• [Directions]: Please rewrite the entries below, replacing each "positive clicks" with "foreground clicks" and leaving everything else unchanged.

• [Supplied material]:
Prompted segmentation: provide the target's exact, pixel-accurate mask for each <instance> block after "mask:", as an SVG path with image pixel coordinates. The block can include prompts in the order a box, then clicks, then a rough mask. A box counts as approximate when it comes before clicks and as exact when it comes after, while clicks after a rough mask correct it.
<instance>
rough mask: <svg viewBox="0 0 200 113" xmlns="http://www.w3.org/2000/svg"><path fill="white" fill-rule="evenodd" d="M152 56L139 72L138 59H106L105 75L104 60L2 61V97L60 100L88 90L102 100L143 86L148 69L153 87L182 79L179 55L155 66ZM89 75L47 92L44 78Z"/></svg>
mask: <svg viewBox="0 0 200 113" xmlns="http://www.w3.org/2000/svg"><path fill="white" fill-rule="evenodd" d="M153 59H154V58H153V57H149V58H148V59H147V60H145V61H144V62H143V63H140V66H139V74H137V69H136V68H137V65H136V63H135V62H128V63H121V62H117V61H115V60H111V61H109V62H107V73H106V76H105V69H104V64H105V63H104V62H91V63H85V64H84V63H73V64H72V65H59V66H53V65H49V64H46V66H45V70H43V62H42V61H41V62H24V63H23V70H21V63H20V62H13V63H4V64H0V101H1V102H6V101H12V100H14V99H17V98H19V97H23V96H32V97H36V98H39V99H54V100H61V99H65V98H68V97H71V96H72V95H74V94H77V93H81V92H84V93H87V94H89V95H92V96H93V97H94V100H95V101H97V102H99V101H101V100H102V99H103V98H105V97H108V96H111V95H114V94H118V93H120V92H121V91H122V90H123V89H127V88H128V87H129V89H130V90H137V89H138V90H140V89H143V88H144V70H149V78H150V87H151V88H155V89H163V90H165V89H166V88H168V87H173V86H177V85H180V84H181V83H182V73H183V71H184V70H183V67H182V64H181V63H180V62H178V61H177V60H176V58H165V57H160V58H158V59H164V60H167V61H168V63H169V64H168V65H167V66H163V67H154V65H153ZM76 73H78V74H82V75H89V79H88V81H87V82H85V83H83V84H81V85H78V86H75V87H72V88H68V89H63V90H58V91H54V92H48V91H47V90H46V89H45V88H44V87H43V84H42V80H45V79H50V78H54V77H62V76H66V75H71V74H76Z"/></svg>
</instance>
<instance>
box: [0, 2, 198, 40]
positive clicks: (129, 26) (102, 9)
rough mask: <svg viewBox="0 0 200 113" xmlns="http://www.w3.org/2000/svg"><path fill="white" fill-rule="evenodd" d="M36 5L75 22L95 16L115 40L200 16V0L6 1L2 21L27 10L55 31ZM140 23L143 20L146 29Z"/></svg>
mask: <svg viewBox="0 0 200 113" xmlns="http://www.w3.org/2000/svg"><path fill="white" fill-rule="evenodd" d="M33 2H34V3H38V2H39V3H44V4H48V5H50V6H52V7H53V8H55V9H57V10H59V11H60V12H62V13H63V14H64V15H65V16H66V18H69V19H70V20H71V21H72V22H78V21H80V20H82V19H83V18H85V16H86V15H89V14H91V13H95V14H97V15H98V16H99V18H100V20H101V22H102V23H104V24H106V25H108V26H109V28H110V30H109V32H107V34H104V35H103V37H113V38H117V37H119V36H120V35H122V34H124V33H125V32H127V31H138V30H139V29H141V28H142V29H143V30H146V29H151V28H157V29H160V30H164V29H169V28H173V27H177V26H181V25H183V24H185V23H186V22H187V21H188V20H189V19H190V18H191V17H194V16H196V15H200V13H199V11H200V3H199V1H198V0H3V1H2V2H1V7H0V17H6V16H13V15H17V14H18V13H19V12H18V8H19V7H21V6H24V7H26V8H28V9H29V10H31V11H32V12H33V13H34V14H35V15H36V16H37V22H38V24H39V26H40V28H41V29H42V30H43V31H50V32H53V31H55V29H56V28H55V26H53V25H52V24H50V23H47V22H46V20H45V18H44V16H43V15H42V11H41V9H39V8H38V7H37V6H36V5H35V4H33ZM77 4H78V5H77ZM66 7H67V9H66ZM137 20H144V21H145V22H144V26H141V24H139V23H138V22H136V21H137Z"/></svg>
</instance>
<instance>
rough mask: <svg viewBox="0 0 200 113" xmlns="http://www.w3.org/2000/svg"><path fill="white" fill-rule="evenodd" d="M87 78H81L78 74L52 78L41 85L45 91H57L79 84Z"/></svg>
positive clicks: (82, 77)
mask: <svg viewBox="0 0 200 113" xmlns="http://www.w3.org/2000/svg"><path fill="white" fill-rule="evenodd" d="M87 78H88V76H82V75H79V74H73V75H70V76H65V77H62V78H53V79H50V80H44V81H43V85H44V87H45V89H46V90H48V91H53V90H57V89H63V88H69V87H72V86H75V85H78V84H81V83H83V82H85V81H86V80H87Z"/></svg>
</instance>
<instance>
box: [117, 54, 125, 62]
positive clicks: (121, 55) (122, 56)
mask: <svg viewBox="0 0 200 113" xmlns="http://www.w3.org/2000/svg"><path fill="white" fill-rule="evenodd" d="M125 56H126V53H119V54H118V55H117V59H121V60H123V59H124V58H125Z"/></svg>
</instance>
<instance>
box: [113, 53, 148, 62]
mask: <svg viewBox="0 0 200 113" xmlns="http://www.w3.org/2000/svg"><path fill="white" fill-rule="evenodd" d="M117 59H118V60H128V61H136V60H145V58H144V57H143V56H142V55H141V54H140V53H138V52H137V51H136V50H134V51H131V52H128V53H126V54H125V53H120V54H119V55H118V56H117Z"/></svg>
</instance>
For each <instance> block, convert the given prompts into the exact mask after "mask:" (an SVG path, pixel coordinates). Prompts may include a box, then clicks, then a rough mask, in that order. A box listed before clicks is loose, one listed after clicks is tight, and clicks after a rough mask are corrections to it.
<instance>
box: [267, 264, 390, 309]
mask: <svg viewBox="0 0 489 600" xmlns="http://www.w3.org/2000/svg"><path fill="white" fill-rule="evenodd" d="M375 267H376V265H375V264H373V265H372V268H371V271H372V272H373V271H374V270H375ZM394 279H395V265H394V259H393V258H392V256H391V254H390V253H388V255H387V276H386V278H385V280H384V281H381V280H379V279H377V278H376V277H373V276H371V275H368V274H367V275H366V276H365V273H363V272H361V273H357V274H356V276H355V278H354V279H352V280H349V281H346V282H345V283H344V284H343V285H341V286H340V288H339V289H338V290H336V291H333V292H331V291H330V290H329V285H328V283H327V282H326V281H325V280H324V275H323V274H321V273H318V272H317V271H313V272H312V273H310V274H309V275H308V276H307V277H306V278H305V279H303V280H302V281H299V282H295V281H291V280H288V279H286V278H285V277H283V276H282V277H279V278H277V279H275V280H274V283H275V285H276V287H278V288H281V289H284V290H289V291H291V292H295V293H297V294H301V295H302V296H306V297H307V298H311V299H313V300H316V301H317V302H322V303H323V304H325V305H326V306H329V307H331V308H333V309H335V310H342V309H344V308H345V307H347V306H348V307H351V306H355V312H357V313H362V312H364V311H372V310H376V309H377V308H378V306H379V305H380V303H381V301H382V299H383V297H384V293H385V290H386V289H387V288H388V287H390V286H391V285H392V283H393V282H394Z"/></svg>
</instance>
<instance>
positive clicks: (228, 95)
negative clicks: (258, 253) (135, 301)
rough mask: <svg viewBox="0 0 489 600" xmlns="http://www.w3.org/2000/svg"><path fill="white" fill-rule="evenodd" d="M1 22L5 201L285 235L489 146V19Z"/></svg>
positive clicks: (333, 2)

• [Response below]:
Prompted segmentation: provide the target's exact, pixel-accurate mask for each <instance> block after "mask:", as an SVG path with image pixel coordinates. The block can include prompts in the order a box, then clicks, then a rough mask. A box counts as approximate when it comes before clicks and as exact when it comes after, while clicks after a rough mask correct it.
<instance>
rough mask: <svg viewBox="0 0 200 113" xmlns="http://www.w3.org/2000/svg"><path fill="white" fill-rule="evenodd" d="M152 56L139 72L138 59H106L105 75L104 60L2 61V97L60 100L88 90L102 100L143 86L148 69L153 87L182 79L179 55L155 66ZM89 75L47 92L44 78Z"/></svg>
mask: <svg viewBox="0 0 200 113" xmlns="http://www.w3.org/2000/svg"><path fill="white" fill-rule="evenodd" d="M153 59H154V58H153V57H149V58H148V59H147V60H145V61H144V62H143V63H140V66H139V74H137V69H136V68H137V65H136V63H135V62H128V63H121V62H117V61H115V60H111V61H109V62H107V73H106V76H105V69H104V64H105V63H104V62H91V63H85V64H84V63H73V64H72V65H59V66H53V65H49V64H46V66H45V70H43V62H42V61H41V62H24V63H23V70H21V63H20V62H13V63H4V64H0V101H1V102H6V101H12V100H14V99H17V98H19V97H23V96H32V97H36V98H39V99H54V100H61V99H65V98H68V97H71V96H72V95H74V94H77V93H81V92H84V93H87V94H89V95H92V96H93V97H94V100H95V101H97V102H99V101H101V100H102V99H103V98H105V97H108V96H111V95H114V94H118V93H120V92H121V91H122V90H123V89H127V88H128V87H129V89H130V90H137V89H138V90H140V89H143V88H144V70H149V78H150V87H151V88H155V89H163V90H165V89H166V88H168V87H173V86H177V85H180V84H181V83H182V73H183V71H184V70H183V67H182V64H181V63H180V62H178V61H177V60H176V58H165V57H160V58H158V59H164V60H167V61H168V63H169V64H168V65H167V66H163V67H154V65H153ZM76 73H78V74H82V75H89V79H88V81H87V82H85V83H83V84H81V85H78V86H75V87H72V88H68V89H63V90H58V91H54V92H48V91H47V90H46V89H45V88H44V87H43V84H42V80H45V79H50V78H54V77H62V76H66V75H71V74H76Z"/></svg>
</instance>
<instance>
box: [0, 2, 198, 40]
foreground clicks: (129, 26) (102, 9)
rough mask: <svg viewBox="0 0 200 113" xmlns="http://www.w3.org/2000/svg"><path fill="white" fill-rule="evenodd" d="M36 5L75 22L95 16L115 40L200 16V0L6 1L2 21L27 10L55 31ZM140 23L143 20L146 29Z"/></svg>
mask: <svg viewBox="0 0 200 113" xmlns="http://www.w3.org/2000/svg"><path fill="white" fill-rule="evenodd" d="M33 2H34V3H38V2H39V3H44V4H48V5H50V6H52V7H53V8H55V9H57V10H59V11H60V12H62V13H63V14H64V15H65V16H66V18H69V19H70V20H71V21H72V22H78V21H80V20H82V19H83V18H85V16H86V15H89V14H91V13H95V14H97V15H98V16H99V18H100V20H101V22H102V23H104V24H106V25H108V26H109V28H110V30H109V32H107V34H104V35H103V37H113V38H117V37H119V36H120V35H122V34H124V33H125V32H127V31H138V30H139V29H141V28H142V29H143V30H146V29H151V28H157V29H160V30H164V29H169V28H173V27H177V26H181V25H183V24H185V23H186V22H187V21H188V20H189V19H190V18H191V17H194V16H196V15H200V13H199V11H200V3H199V1H198V0H3V1H2V2H1V7H0V17H6V16H13V15H17V14H18V13H19V12H18V8H19V7H21V6H24V7H26V8H28V9H29V10H31V11H32V12H33V13H34V14H35V15H36V16H37V22H38V24H39V26H40V28H41V29H42V30H43V31H50V32H53V31H55V29H56V28H55V26H53V25H52V24H50V23H47V22H46V20H45V18H44V16H43V15H42V11H41V9H39V8H38V7H37V6H36V5H35V4H33ZM77 4H78V5H77ZM66 7H67V9H66ZM137 20H144V21H145V22H144V26H141V24H139V23H138V22H136V21H137Z"/></svg>
</instance>
<instance>
rough mask: <svg viewBox="0 0 200 113" xmlns="http://www.w3.org/2000/svg"><path fill="white" fill-rule="evenodd" d="M87 78H81L78 74L52 78L41 85L45 91H57L79 84Z"/></svg>
foreground clicks: (82, 77)
mask: <svg viewBox="0 0 200 113" xmlns="http://www.w3.org/2000/svg"><path fill="white" fill-rule="evenodd" d="M87 78H88V76H82V75H79V74H73V75H70V76H65V77H62V78H53V79H50V80H44V81H43V85H44V87H45V89H46V90H48V91H53V90H57V89H63V88H69V87H72V86H75V85H78V84H81V83H83V82H85V81H86V80H87Z"/></svg>
</instance>
<instance>
box: [117, 54, 125, 62]
foreground clicks: (121, 55) (122, 56)
mask: <svg viewBox="0 0 200 113" xmlns="http://www.w3.org/2000/svg"><path fill="white" fill-rule="evenodd" d="M125 56H126V53H119V54H118V55H117V59H121V60H123V59H124V58H125Z"/></svg>
</instance>
<instance>
box: [113, 53, 148, 62]
mask: <svg viewBox="0 0 200 113" xmlns="http://www.w3.org/2000/svg"><path fill="white" fill-rule="evenodd" d="M117 59H118V60H128V61H136V60H145V58H144V57H143V56H142V55H141V54H140V53H138V52H137V51H136V50H134V51H131V52H128V53H126V54H125V53H120V54H119V55H118V56H117Z"/></svg>
</instance>
For each <instance> block, convert the given prompts into the exact mask after "mask:" (an SVG path, pixel coordinates). Prompts may include a box, then clicks, then a rough mask, in that order. A box listed before clicks is loose, one listed after clicks is tight, and clicks after a rough mask are corrections to it.
<instance>
box: [267, 264, 390, 309]
mask: <svg viewBox="0 0 489 600" xmlns="http://www.w3.org/2000/svg"><path fill="white" fill-rule="evenodd" d="M375 267H376V265H375V264H373V265H372V268H371V271H372V272H373V271H374V270H375ZM394 279H395V265H394V259H393V258H392V256H391V254H390V253H388V255H387V276H386V278H385V280H384V281H381V280H379V279H377V278H376V277H373V276H371V275H368V274H367V275H366V276H365V273H363V272H361V273H357V274H356V276H355V278H354V279H352V280H349V281H346V282H345V283H344V284H343V285H341V286H340V288H339V289H338V290H336V291H333V292H331V291H330V290H329V285H328V283H327V282H326V281H325V280H324V275H323V274H321V273H318V272H317V271H313V272H312V273H310V274H309V275H308V276H307V277H306V278H305V279H303V280H302V281H299V282H295V281H291V280H288V279H286V278H285V277H283V276H282V277H279V278H277V279H275V280H274V283H275V285H276V287H278V288H281V289H284V290H289V291H291V292H295V293H297V294H301V295H302V296H306V297H307V298H311V299H313V300H316V301H317V302H322V303H323V304H325V305H326V306H329V307H331V308H333V309H335V310H342V309H344V308H345V307H347V306H348V307H351V306H355V312H357V313H362V312H364V311H372V310H376V309H377V308H378V306H379V305H380V303H381V301H382V299H383V297H384V293H385V290H386V289H387V288H388V287H390V286H391V285H392V283H393V282H394Z"/></svg>
</instance>
<instance>
foreground clicks: (228, 95)
negative clicks: (258, 253) (135, 301)
rough mask: <svg viewBox="0 0 489 600" xmlns="http://www.w3.org/2000/svg"><path fill="white" fill-rule="evenodd" d="M1 22L5 201L285 235L489 146V19Z"/></svg>
foreground clicks: (333, 2)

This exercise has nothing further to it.